_INSTRUCTIONS FOR THE TASK_: Count up the lines below that include the string "mountain" and report the number by itself.

━━━━━ MATERIAL PROVIDED ━━━━━

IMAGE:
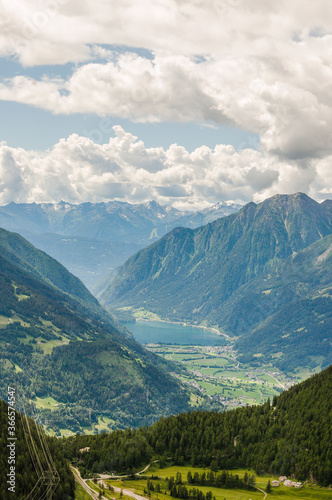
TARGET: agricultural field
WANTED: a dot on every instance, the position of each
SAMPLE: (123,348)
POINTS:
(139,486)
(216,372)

━━━━━
━━━━━ MATERIAL PROVIDED ━━━━━

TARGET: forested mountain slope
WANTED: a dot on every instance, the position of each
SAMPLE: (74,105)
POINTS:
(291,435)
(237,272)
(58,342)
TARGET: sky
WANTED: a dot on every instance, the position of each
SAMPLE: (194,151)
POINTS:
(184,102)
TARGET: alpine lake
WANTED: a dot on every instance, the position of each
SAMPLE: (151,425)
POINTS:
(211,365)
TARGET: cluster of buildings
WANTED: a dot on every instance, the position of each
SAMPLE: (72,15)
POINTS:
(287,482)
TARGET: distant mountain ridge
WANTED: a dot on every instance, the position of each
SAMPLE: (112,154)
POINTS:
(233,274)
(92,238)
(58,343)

━━━━━
━━━━━ MATERIAL PROVIDED ━━━━━

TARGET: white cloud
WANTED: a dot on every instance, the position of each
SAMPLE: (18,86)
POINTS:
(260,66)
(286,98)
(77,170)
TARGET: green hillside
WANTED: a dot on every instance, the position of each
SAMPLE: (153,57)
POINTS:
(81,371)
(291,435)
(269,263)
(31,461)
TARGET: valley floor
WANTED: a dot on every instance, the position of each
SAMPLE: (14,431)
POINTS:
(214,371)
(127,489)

━━━━━

_RESPONSE TO THIS EXERCISE_: 2